## Set task
Print the forum thread on mower deck sizes below in full, word for word.

━━━ Page extract ━━━

A 26 will give you that little extra then the 21er... that will be a time saver...Less damge to lawns than the 36er

ed2hess
01-12-2007, 09:44 PM
A 26 will give you that little extra then the 21er... that will be a time saver...Less damge to lawns than the 36er

The 26" I did demo on was not useable for tight areas.....can't turn the darn tank. We cut a lot of years with 21" units and Justmowit cuts all his years in our area and they are bigger than the 50x100.

S man
02-28-2007, 08:28 PM
I agree with lawnpro about one thing, the quality of cut from a good 21" is often the prefered look for many customers. It seems lco's get hung up on stipes and patterns and they can be pretty. I'm not sure that stipes impress the homeowners as much as a smooth manicured look, and a 21" can deliver that if your time on the yard is not a factor. If the customer doesn't mind the price, I can walk benind a 21" all day. As a kid I did.

I agree. All I use is a 21" even on big properties. But wait till I get my 40" toro w/ a sulky, I'll be spoiled and not want to go back.:laugh:

Drew Gemma
02-28-2007, 09:14 PM
i am going in the different direction we mow acers and bigger lots 52 ferris z 52 exmarkwb and 21 use it 20 min a week we want to go to 36 gravley hydro and will later this year 21 jsut suck always breaking never want to run right to much head ache. So then i use the 52 and it looks like crap so I am gonna meet in the middle with 36 to at least put a few lines down. How is the hill stabliity on 36's I want the gravley hydro

MikeLT1Z28
02-28-2007, 09:42 PM
36" is still 36" no matter what size the yard is, it will still cut more quicker. to me a 21" commercial costs too much for what it is and a consumer 21" doesn't cut worth a crap. you will have a bigger tank on the 36" which means you won't have to fuel nearly as often. the only advantage on the 21" would be if you were loading and unloading from a truck bed.

━━━ Data listing ━━━

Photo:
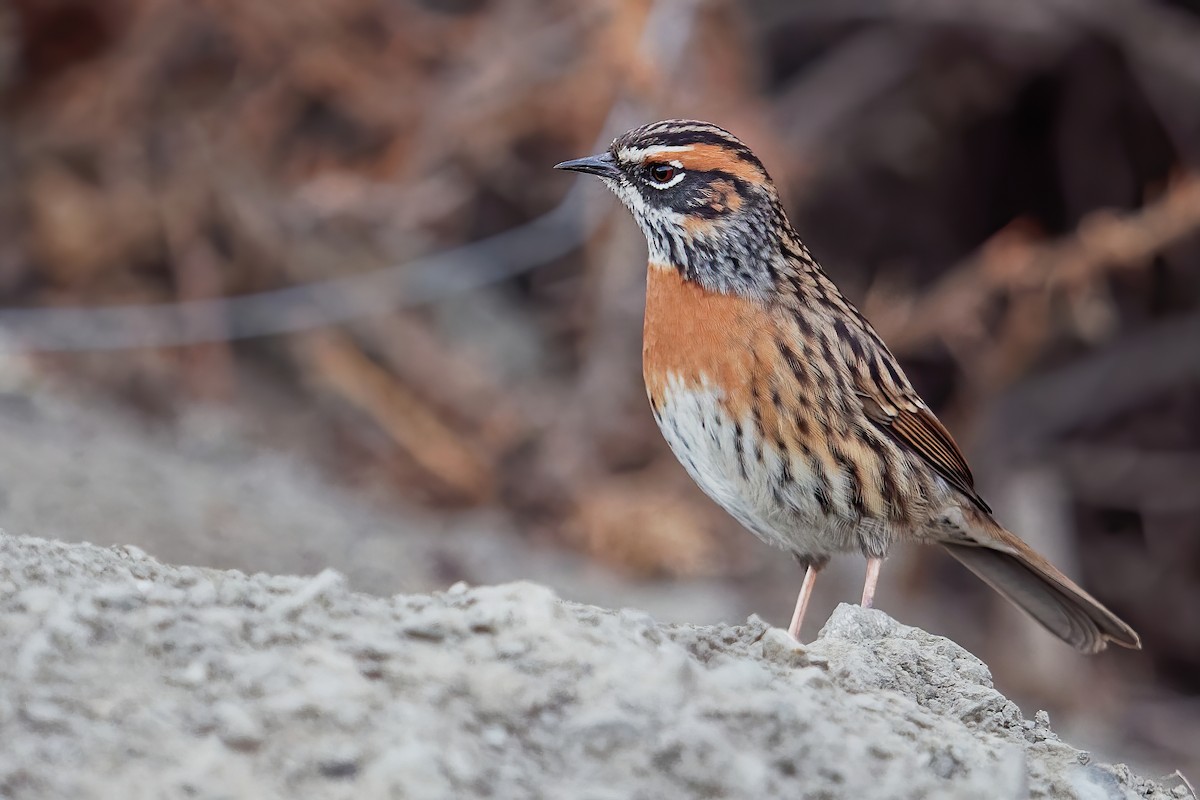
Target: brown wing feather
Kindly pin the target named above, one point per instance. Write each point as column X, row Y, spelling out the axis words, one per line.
column 915, row 426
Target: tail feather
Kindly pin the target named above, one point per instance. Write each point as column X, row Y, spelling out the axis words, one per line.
column 1013, row 569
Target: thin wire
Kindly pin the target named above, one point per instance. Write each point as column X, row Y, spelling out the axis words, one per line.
column 319, row 304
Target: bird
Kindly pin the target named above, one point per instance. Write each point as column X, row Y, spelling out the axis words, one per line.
column 783, row 402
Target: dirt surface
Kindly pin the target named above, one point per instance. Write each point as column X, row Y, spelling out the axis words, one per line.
column 124, row 677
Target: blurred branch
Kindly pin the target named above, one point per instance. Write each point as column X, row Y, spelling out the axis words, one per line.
column 454, row 461
column 1095, row 389
column 1011, row 265
column 1133, row 477
column 321, row 304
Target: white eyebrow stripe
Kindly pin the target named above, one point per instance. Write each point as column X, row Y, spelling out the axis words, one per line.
column 642, row 154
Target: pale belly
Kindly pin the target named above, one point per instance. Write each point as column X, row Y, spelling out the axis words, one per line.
column 773, row 495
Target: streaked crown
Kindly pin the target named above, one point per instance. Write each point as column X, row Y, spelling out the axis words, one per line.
column 702, row 198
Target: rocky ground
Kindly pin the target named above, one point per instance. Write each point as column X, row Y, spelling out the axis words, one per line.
column 124, row 677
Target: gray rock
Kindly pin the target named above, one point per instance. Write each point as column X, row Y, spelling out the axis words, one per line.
column 125, row 678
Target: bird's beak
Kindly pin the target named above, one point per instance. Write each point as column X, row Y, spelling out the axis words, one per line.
column 601, row 164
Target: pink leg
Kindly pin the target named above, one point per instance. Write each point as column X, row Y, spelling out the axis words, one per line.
column 873, row 577
column 802, row 602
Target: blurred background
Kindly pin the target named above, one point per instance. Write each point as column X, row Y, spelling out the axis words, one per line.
column 292, row 284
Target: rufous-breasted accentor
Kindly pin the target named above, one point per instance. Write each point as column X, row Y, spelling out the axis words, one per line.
column 781, row 401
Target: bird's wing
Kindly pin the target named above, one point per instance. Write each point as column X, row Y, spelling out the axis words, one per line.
column 909, row 421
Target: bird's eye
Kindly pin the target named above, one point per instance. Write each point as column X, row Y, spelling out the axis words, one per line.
column 663, row 173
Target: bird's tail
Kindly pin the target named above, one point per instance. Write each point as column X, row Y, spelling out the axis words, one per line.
column 1013, row 569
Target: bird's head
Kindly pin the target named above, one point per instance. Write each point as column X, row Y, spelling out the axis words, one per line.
column 702, row 198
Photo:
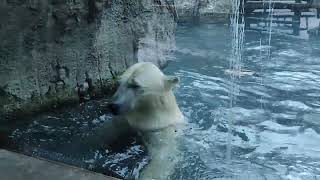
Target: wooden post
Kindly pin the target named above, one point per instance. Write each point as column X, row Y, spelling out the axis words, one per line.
column 296, row 22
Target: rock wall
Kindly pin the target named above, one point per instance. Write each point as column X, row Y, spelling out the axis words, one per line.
column 53, row 51
column 198, row 11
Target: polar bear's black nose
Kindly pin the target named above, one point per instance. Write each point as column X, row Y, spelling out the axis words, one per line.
column 114, row 108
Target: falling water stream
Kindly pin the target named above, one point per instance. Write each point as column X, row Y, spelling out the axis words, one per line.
column 237, row 32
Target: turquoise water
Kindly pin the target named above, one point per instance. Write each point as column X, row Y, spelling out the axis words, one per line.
column 276, row 116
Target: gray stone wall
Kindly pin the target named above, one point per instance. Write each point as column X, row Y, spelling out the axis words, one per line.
column 53, row 51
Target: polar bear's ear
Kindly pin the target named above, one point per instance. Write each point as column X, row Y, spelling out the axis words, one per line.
column 170, row 82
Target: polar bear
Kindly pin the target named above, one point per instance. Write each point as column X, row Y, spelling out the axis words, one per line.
column 144, row 102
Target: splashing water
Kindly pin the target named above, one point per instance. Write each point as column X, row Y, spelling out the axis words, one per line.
column 237, row 31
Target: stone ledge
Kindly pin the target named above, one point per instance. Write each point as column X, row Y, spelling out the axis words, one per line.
column 14, row 166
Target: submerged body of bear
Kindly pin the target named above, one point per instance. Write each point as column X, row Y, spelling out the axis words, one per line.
column 144, row 102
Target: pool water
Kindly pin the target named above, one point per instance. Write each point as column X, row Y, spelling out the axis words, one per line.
column 276, row 129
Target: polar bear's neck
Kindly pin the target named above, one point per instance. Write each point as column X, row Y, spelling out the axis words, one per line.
column 159, row 112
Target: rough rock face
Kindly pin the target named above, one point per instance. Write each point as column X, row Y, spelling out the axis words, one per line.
column 52, row 51
column 200, row 10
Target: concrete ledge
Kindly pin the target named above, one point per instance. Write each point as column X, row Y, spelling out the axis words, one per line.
column 14, row 166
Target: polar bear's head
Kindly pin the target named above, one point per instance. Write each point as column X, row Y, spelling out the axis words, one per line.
column 140, row 88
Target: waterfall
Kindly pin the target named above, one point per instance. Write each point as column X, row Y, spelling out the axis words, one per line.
column 237, row 32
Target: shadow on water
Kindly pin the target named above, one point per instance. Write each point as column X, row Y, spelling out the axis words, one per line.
column 61, row 135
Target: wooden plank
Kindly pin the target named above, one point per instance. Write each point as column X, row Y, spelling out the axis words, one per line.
column 277, row 5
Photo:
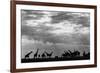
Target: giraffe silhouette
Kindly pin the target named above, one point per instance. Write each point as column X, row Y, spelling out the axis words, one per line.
column 48, row 54
column 27, row 55
column 36, row 54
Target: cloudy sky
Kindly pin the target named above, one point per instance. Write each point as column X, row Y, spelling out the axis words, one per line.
column 55, row 27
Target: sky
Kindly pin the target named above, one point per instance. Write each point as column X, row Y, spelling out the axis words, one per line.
column 55, row 27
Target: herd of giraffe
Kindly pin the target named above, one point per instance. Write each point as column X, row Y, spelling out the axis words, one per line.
column 37, row 55
column 49, row 55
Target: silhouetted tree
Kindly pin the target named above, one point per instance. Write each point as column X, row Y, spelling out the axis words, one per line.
column 27, row 55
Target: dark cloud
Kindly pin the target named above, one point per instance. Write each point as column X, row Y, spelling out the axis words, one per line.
column 77, row 18
column 31, row 14
column 60, row 16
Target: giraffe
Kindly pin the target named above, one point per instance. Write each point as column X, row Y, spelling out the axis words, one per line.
column 27, row 55
column 43, row 55
column 35, row 55
column 49, row 54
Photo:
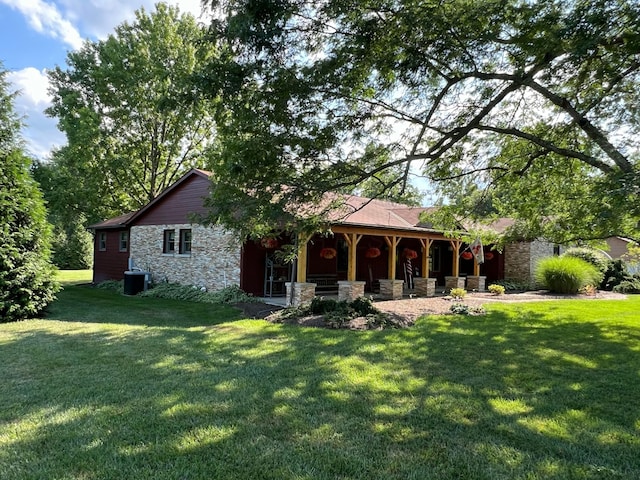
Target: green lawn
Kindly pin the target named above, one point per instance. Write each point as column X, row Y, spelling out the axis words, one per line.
column 112, row 387
column 74, row 277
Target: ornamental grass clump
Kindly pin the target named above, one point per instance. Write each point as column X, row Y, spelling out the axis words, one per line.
column 458, row 293
column 566, row 274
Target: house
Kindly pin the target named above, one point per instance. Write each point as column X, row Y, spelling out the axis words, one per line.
column 376, row 246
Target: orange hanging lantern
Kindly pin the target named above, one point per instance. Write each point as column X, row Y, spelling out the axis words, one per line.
column 409, row 253
column 328, row 253
column 372, row 252
column 269, row 243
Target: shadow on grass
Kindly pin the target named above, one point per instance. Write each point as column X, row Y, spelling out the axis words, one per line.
column 85, row 303
column 500, row 396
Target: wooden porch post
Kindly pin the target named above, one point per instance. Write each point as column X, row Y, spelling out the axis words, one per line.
column 301, row 270
column 352, row 240
column 426, row 247
column 456, row 244
column 392, row 243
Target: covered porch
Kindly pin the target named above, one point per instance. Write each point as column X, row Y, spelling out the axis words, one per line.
column 389, row 263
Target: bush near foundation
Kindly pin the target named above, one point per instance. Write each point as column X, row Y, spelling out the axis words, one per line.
column 566, row 274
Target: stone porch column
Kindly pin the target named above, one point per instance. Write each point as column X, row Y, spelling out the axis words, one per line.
column 425, row 286
column 303, row 292
column 476, row 282
column 349, row 291
column 391, row 288
column 453, row 282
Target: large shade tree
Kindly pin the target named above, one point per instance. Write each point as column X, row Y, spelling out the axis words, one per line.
column 133, row 120
column 27, row 283
column 533, row 104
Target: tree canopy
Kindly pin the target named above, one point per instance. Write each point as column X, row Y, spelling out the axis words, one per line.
column 27, row 283
column 134, row 121
column 532, row 105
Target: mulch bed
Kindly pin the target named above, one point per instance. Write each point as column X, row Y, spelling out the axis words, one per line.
column 403, row 313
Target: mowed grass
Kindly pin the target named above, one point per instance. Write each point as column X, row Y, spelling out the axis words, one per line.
column 112, row 387
column 74, row 277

━━━

## Full answer
A 26 will give you that little extra then the 21er... that will be a time saver...Less damge to lawns than the 36er

ed2hess
01-12-2007, 09:44 PM
A 26 will give you that little extra then the 21er... that will be a time saver...Less damge to lawns than the 36er

The 26" I did demo on was not useable for tight areas.....can't turn the darn tank. We cut a lot of years with 21" units and Justmowit cuts all his years in our area and they are bigger than the 50x100.

S man
02-28-2007, 08:28 PM
I agree with lawnpro about one thing, the quality of cut from a good 21" is often the prefered look for many customers. It seems lco's get hung up on stipes and patterns and they can be pretty. I'm not sure that stipes impress the homeowners as much as a smooth manicured look, and a 21" can deliver that if your time on the yard is not a factor. If the customer doesn't mind the price, I can walk benind a 21" all day. As a kid I did.

I agree. All I use is a 21" even on big properties. But wait till I get my 40" toro w/ a sulky, I'll be spoiled and not want to go back.:laugh:

Drew Gemma
02-28-2007, 09:14 PM
i am going in the different direction we mow acers and bigger lots 52 ferris z 52 exmarkwb and 21 use it 20 min a week we want to go to 36 gravley hydro and will later this year 21 jsut suck always breaking never want to run right to much head ache. So then i use the 52 and it looks like crap so I am gonna meet in the middle with 36 to at least put a few lines down. How is the hill stabliity on 36's I want the gravley hydro

MikeLT1Z28
02-28-2007, 09:42 PM
36" is still 36" no matter what size the yard is, it will still cut more quicker. to me a 21" commercial costs too much for what it is and a consumer 21" doesn't cut worth a crap. you will have a bigger tank on the 36" which means you won't have to fuel nearly as often. the only advantage on the 21" would be if you were loading and unloading from a truck bed.